▶ _Your goal_: Give back the full listing exactly, setting the pictures aside.

▶ _Data for processing_:
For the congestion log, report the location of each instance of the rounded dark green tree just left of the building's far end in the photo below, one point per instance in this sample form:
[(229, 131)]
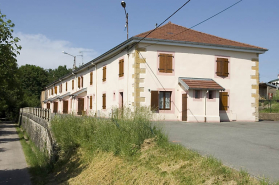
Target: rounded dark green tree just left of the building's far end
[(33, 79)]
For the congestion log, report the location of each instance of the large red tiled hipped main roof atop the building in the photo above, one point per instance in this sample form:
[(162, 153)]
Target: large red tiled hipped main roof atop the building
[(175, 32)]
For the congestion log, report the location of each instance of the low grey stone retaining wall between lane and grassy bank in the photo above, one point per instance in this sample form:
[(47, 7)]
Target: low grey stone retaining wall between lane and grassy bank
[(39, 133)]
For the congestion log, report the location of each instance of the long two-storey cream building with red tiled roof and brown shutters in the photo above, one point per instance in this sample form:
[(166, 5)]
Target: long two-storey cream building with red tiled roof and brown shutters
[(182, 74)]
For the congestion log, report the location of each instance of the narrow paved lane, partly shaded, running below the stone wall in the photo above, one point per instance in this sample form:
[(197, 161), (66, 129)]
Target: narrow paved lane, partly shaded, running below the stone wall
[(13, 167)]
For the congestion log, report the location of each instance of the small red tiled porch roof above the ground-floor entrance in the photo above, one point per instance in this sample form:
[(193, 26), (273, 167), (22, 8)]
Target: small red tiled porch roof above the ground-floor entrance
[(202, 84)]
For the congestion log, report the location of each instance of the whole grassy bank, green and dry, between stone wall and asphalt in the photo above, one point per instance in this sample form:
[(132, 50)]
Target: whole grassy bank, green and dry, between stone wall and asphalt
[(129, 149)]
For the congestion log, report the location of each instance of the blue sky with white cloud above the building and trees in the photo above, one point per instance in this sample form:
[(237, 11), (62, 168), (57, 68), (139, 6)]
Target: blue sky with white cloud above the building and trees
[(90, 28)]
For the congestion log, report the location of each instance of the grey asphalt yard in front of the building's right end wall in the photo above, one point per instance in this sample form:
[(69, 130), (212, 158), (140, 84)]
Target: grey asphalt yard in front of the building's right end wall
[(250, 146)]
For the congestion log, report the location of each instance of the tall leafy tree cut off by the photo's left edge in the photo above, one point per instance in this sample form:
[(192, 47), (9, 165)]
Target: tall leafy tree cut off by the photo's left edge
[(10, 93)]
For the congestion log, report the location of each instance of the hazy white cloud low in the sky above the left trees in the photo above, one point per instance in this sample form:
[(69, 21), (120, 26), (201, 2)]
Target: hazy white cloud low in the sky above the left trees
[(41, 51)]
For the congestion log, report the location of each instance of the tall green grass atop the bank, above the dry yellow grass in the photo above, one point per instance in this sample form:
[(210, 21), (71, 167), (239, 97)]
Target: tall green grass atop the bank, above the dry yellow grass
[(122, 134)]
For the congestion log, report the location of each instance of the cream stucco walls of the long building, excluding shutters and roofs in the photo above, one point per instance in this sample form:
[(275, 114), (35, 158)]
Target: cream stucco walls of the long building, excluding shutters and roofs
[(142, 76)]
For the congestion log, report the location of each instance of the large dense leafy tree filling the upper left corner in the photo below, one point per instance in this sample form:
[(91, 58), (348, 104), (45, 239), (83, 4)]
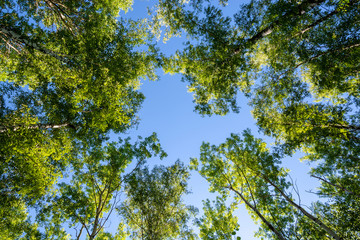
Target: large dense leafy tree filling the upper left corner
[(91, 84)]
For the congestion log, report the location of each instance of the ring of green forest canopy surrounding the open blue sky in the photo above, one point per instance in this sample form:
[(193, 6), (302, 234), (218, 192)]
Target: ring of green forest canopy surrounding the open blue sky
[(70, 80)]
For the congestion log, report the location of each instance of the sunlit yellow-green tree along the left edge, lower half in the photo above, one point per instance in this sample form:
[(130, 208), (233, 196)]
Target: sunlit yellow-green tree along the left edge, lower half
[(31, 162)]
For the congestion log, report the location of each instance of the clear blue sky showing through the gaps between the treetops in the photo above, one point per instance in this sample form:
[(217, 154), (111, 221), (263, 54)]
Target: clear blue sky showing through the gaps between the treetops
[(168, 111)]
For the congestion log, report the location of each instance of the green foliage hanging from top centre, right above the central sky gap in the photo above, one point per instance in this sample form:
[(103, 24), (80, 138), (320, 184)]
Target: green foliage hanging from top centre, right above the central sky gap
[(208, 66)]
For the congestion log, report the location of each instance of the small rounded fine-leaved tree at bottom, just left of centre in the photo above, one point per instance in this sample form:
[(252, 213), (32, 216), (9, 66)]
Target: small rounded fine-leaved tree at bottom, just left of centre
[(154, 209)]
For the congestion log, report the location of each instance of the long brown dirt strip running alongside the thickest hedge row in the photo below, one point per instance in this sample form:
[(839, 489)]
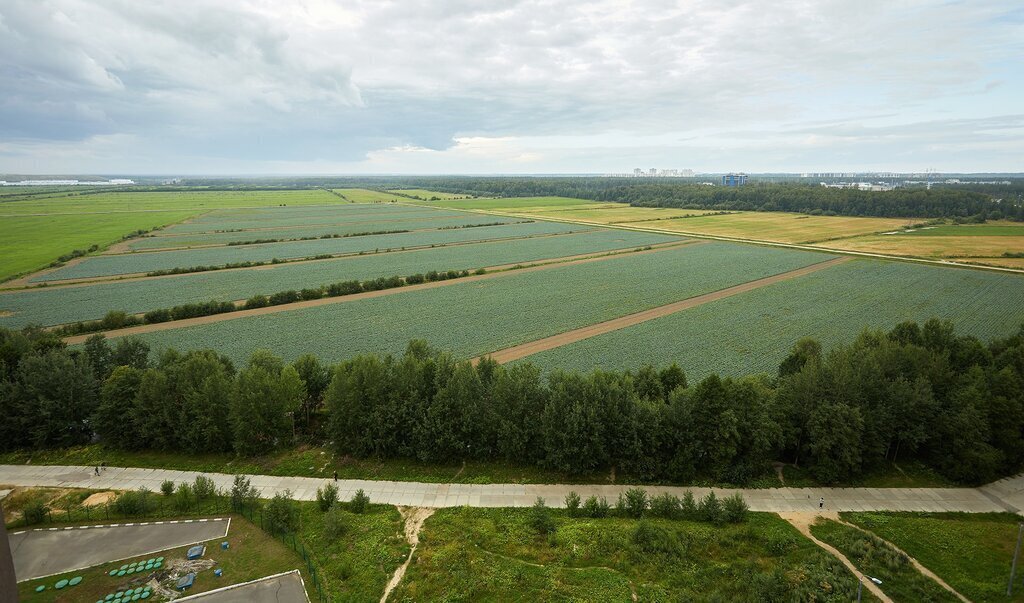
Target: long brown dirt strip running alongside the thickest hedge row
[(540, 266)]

▶ _Completed task_:
For the congestion log, report the location of each instance of the rounded dark green tree just left of the building's far end in the photo below, one point per instance in this sample form:
[(229, 131)]
Target: rounded dark green tree just left of the building's far end
[(33, 79)]
For the congestion log, report the location of each instance of the large red tiled hipped main roof atop the building in the photo above, one point per instance in this sample form:
[(162, 153)]
Target: large red tiled hipped main roof atop the building
[(175, 32)]
For the congestion log, report the location of each instance of the low grey stone retaining wall between lane and grassy bank in the photo above, one point per instance in this sample form:
[(47, 7)]
Target: low grey stone retaining wall between lane and grassy bank
[(39, 133)]
For the congestion log, report the location of each instance of the long two-storey cream building with red tiled roof and brown shutters in the photo above, one point per instance in this sample form:
[(166, 5)]
Target: long two-storey cream building with red tiled roof and brown shutters
[(182, 74)]
For the congestion log, report the location of each instance of the narrow paved lane, partly shaded, running below the stone wall in the photo above, one point per instance in this sample form:
[(197, 161), (66, 129)]
Target: narrow paved lane, partly shaded, running below the stone wall
[(13, 167)]
For the congestion log, report the location of each instance of the small red tiled porch roof above the ground-floor entrance in the photo above, one point per instance in this sample form:
[(193, 26), (273, 167), (22, 8)]
Target: small red tiled porch roof above the ground-floor entrance
[(202, 84)]
For the congestion log, report the location of each instance of the whole grassy bank, green and dry, between stone wall and asphalt in the photo above, one point per instance in this sample form:
[(132, 50)]
Target: whole grassy bank, green and dry, between stone wall and asphalt
[(129, 149)]
For the congestion log, report the location of each instance of the blue sky with white cloud above the building and trees in the photo above, one point per instance in this sample form:
[(237, 11), (62, 168), (57, 68), (139, 6)]
Target: blue sky with white cloud above the building and trees
[(90, 28)]
For the congestion log, report the location of each instance of the grey asphalt yard in front of the building's right end wall in the photo above, one point per instance in this sample form:
[(69, 130), (212, 158), (140, 84)]
Target: grey asphalt yard in front of the building's right end wall
[(250, 146)]
For the congestion log, report the location of each instance of the tall leafy tree cut off by the photo's left edge in the photo above, one point per instance in this sample form:
[(192, 47), (9, 165)]
Target: tall leafy tree cut off by the photo's left edge
[(10, 93)]
For the congestion log, report the location of each instance of the hazy white cloud low in the sky above the left trees in the photo above, one point per instance in this sample form:
[(69, 21), (120, 26), (201, 2)]
Target: hazy white cloud low in the sky above the left trees
[(41, 51)]
For the congestion log, report the location of each instance of the tall green grass atop the bank, above the dry yellow grass in the photo above, one point per instance in this sample form:
[(210, 21), (71, 167), (239, 97)]
Target: tall green grass atop the bank, above the dry yellow grass
[(122, 134)]
For the congestion log, report the location of each instance of the cream stucco walls of the long building, excluding shutters and roofs in the photo above, one point per instance in this sample form:
[(275, 114), (35, 158)]
Target: cream stucco walls of the long building, excluding shutters and roofs
[(142, 76)]
For the congestion log, report the location of each instance of the large dense leafy tree filling the upper left corner in the photo below, one point per instance in this sample form:
[(91, 58), (348, 104), (45, 239), (83, 4)]
Target: large dense leafy tree filling the upper left corner
[(91, 84)]
For the congestion log, report the location of each instance of the ring of green forest canopy surrounding the open blue sky in the photo above, one point per instance in this sample form:
[(193, 6), (302, 234), (218, 192)]
Target: ring of green forest canopy surrounding the open blue sky
[(70, 80)]
For the congestion log, report the location of each instance of the sunlit yellow-green tree along the left edge, lower half in the photo above, one point per instance in this sample form:
[(130, 208), (233, 196)]
Target: sunlit yellow-green tree along the left edge, lower half
[(31, 162)]
For the congestion log, report the location of each instance of the clear blue sky showing through the gaps between the treetops in the photo above, one point per instance in this sample form:
[(217, 154), (111, 221), (263, 54)]
Target: clear blue sky showing through the gaps between the treetops
[(168, 111)]
For the congestion log, report the location of each instance of the green foliage hanging from top centre, right above the central sky gap in the photo above, one point per instance in this sample form:
[(103, 24), (80, 138), (320, 184)]
Target: green foliage hanging from top centre, right above the central sky gap
[(208, 66)]
For the congestion log, report the location of each instance of the small rounded fine-leaved tree at bottom, just left of centre in the photo above, one point per instance in this sample form:
[(252, 213), (32, 216), (9, 66)]
Target: small rounded fine-leaved tree at bottom, just left of centre
[(154, 209)]
For the congestion log, report the location of each instance of the long brown dirt strip running alongside the thickest hedge row in the photo below, one point per instance in this sample form:
[(839, 489)]
Target: long brown dirt strip running alongside the thickest hedge row
[(540, 266)]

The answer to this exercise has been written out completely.